Exercise » All lines in the material below that contain "path" should be located and copied.

Records provided »
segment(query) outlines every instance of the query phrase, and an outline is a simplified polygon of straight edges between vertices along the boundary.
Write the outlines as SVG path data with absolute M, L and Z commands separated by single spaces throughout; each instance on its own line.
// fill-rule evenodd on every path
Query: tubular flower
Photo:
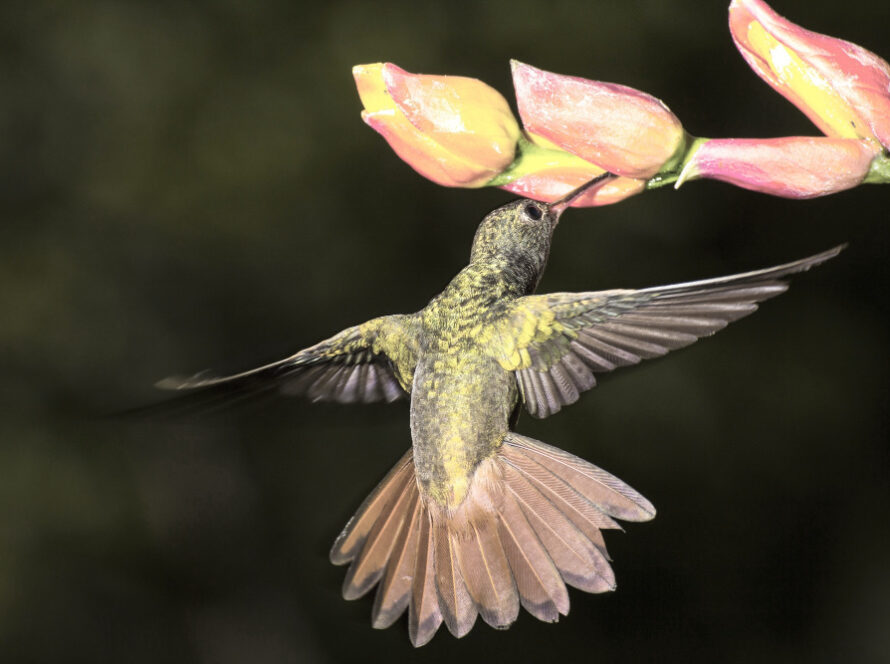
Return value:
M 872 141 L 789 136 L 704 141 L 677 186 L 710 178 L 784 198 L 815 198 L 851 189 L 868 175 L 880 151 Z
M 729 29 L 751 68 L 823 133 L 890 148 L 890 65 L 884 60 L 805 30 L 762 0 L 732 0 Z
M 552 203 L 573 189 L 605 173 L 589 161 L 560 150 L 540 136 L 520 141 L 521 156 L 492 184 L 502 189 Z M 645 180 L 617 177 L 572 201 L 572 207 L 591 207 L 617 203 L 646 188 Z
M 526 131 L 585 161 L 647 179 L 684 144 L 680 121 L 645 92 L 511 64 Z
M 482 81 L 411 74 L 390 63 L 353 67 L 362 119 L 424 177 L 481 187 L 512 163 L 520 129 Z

Problem solution »
Write the outlines as SVG path data with absolute M, L and Z commands separated by single spaces throughout; each instance on its own line.
// fill-rule evenodd on every path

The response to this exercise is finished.